Data for processing >>
· · · · · · ·

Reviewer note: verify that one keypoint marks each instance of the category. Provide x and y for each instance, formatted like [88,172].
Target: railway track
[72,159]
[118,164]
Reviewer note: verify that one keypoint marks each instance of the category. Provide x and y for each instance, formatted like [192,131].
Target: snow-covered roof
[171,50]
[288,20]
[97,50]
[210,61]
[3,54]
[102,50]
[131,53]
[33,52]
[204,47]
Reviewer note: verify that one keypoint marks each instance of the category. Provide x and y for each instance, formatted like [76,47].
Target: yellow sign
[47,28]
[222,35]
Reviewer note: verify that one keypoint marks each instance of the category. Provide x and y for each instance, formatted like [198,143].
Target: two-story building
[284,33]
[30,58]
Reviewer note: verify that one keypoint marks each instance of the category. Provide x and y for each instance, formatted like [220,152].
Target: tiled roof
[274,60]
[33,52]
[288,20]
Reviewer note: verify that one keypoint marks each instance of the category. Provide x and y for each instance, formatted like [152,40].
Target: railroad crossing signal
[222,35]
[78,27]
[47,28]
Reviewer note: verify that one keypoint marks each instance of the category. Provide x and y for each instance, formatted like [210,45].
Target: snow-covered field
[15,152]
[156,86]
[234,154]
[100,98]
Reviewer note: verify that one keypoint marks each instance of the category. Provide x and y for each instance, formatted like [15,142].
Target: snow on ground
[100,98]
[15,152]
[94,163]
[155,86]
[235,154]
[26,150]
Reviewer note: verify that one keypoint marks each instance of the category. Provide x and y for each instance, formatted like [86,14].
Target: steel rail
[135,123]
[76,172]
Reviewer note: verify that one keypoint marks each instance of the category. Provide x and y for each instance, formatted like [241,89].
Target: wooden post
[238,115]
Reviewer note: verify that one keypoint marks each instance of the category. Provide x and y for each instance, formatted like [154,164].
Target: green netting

· · · · · · ·

Please set out the lines as a Markdown table with the columns Row and Line, starting at the line that contains "formatted like [241,89]." and running through the last of the lines, both included. Skip any blank lines.

Solution to this task >>
| Row | Line |
|---|---|
| 1 | Reviewer note: verify that one keypoint marks each instance of the category. Provide x and y for each instance, formatted like [241,89]. |
| 2 | Target: wooden post |
| 3 | [238,115] |
| 4 | Reviewer note: verify that one keypoint marks each instance of the category. Provide x and y for each instance, formatted like [154,164]. |
| 5 | Target: green netting |